**Exercise set**
a. Answer these questions from the passage on the Doge of Venice:
(i) From which Latin word is the title Doge derived?
(ii) In what year were the new regulations for electing the doge introduced?
(iii) With what formula was a newly chosen doge presented to the people?
b. From the passage on the Doge of Venice, repeat the part that opens with the words containing "When a new doge" and closes with "the greater community.".
c. Pick up the passage on the Doge of Venice after its final sentence and carry it on.

**Source document**
........

For some thousand years, the chief magistrate and leader of the Most Serene Republic of Venice was styled the Doge, a rare but not unique Italian title derived from the Latin Dux, as the major Italian parallel Duce and the English Duke. Doges of Venice were elected for life by the city-state's aristocracy. Commonly the person selected as Doge was the shrewdest elder in the city. The Venetian combination of elaborate monarchic pomp and a republican (though 'aristocratic') constitution with intricate checks and balances makes La serenissima Venice a textbook example of a crowned republic.
New regulations for the elections of the doge introduced in 1268 remained in force until the end of the republic in 1797. Their object was to minimize as far as possible the influence of individual great families, and this was effected by a complex elective machinery. Thirty members of the Great Council, chosen by lot, were reduced by lot to nine; the nine chose forty and the forty were reduced by lot to twelve, who chose twenty-five. The twenty-five were reduced by lot to nine and the nine elected forty-five. Then the forty-five were once more reduced by lot to eleven, and the eleven finally chose the forty-one who actually elected the doge.
When a new doge was chosen, before he took the oath of investiture he was presented to the people with the formula "This is your doge, if it please you," preserving the fiction that the people of Venice ratified the selection, yet in a real sense the doge was the highest servant of the greater community.

........

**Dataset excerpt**
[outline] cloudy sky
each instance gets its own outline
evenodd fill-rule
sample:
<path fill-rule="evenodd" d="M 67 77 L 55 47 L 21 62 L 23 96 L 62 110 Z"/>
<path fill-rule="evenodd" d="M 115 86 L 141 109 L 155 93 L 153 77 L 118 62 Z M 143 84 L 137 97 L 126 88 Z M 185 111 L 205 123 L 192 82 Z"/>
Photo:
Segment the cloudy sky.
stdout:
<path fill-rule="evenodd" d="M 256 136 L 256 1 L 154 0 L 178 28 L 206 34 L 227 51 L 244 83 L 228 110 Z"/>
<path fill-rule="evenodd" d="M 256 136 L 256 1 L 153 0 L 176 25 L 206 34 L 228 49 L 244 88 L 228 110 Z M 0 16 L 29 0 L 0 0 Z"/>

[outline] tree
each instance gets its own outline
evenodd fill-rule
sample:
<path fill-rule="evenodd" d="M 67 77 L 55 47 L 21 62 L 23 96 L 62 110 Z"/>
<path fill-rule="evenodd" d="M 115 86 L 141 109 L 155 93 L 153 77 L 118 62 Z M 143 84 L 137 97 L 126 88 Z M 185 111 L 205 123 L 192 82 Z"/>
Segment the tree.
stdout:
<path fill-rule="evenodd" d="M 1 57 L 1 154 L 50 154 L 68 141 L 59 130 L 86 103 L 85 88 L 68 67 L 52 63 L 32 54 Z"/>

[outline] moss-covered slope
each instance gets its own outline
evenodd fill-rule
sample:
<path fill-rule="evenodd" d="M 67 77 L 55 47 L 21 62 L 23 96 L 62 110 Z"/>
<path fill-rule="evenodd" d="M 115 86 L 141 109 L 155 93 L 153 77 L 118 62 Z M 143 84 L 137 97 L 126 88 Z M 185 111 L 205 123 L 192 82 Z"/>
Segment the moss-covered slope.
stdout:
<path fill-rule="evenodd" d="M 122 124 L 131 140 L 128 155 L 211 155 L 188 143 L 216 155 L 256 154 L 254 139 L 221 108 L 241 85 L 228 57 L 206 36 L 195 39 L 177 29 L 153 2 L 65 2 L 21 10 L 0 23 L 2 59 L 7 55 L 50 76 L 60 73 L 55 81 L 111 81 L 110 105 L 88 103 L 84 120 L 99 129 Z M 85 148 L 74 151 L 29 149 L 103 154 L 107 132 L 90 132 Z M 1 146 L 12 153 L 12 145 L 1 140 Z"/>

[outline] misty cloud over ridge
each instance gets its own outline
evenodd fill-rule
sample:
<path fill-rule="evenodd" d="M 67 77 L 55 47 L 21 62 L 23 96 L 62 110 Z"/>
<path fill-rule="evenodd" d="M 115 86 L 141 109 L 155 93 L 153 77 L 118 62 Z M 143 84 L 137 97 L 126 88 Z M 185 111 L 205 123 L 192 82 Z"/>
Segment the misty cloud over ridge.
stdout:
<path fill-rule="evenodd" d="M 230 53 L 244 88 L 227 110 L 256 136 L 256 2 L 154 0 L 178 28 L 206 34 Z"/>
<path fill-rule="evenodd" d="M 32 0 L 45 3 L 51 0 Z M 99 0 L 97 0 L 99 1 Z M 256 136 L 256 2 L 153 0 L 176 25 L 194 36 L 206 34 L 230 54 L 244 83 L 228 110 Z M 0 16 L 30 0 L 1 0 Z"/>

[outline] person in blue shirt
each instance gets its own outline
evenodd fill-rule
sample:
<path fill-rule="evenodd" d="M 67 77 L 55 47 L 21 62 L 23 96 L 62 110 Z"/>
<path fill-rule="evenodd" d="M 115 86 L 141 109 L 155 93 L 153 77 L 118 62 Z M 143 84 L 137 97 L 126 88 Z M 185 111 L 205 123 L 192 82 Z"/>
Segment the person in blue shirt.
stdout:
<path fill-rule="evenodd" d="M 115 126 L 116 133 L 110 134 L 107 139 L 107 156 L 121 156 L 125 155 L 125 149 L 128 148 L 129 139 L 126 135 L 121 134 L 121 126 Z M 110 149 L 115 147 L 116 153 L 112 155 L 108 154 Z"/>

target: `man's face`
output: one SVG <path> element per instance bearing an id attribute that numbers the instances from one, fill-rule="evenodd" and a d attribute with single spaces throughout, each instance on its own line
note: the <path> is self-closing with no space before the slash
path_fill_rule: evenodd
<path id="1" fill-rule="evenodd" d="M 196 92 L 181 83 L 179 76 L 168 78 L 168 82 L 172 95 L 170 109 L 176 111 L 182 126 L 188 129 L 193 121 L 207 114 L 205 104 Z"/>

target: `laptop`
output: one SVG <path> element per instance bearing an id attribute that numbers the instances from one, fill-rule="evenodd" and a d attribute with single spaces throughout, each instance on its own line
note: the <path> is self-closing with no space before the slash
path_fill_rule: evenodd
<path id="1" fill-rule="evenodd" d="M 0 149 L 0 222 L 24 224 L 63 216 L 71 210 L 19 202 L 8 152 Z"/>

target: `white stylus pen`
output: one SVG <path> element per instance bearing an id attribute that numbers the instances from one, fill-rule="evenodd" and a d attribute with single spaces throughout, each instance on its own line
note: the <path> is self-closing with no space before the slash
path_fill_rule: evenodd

........

**Results**
a.
(i) Dux
(ii) 1268
(iii) "This is your doge, if it please you."

b.
When a new doge was chosen, before he took the oath of investiture he was presented to the people with the formula "This is your doge, if it please you," preserving the fiction that the people of Venice ratified the selection, yet in a real sense the doge was the highest servant of the greater community.

c.
The Doges normally ruled for life (although a few were forcibly removed from office). After a doge's death, a commission of inquisori passed judgment upon his acts, and his estate was liable to be fined for any discovered malfeasance. The official income of the doge was never large, and from early times holders of the office remained engaged in trading ventures. These ventures kept them in touch with the requirements of the grandi.
From the 14th Century onwards the ceremonial crown and well-known symbol of the doge of Venice was called corno ducale, a unique kind of a ducal hat. It was a stiff horn-like bonnet, which was made of gemmed brocade and worn over the Camauro, a fine linen cap. Every Easter Monday the doge headed a procession from San Marco to the convent of San Zaccaria where the abbess presented him a new corno crafted by the nuns.
While Venice would again shortly declare itself a republic, attempting to resist annexation by Piemont-Sardinia or -as would happen- Austria, it would never revive the dogal style, but various titles including dictator and collective heads of state, including a triumvirate.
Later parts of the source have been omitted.